(Referring expression grounding data)
+-------+
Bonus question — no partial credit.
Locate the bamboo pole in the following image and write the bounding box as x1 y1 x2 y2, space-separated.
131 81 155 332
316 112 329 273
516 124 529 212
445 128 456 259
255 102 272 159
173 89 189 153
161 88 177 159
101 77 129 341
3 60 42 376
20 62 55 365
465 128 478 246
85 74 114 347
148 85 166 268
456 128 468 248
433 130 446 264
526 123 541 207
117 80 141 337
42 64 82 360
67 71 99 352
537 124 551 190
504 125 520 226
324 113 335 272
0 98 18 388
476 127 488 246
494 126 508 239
+-------+
Task to complete
All of the data needs to be reproduced exactly, with no line missing.

Task solution
Bonus question — no partial credit.
Locate the bamboo pole in the following image and write the bounding box as x1 y1 x2 y2, space-separated.
131 81 155 332
316 112 329 273
516 124 529 212
445 128 456 259
255 102 272 159
173 89 189 153
161 88 177 159
101 77 129 341
3 60 42 376
20 62 55 365
465 128 478 246
85 74 114 347
148 85 166 268
456 128 468 248
433 130 446 264
526 123 541 207
117 80 141 337
42 64 82 360
67 71 99 352
537 124 551 190
504 125 520 226
324 113 335 272
0 98 18 388
476 127 488 246
494 126 508 239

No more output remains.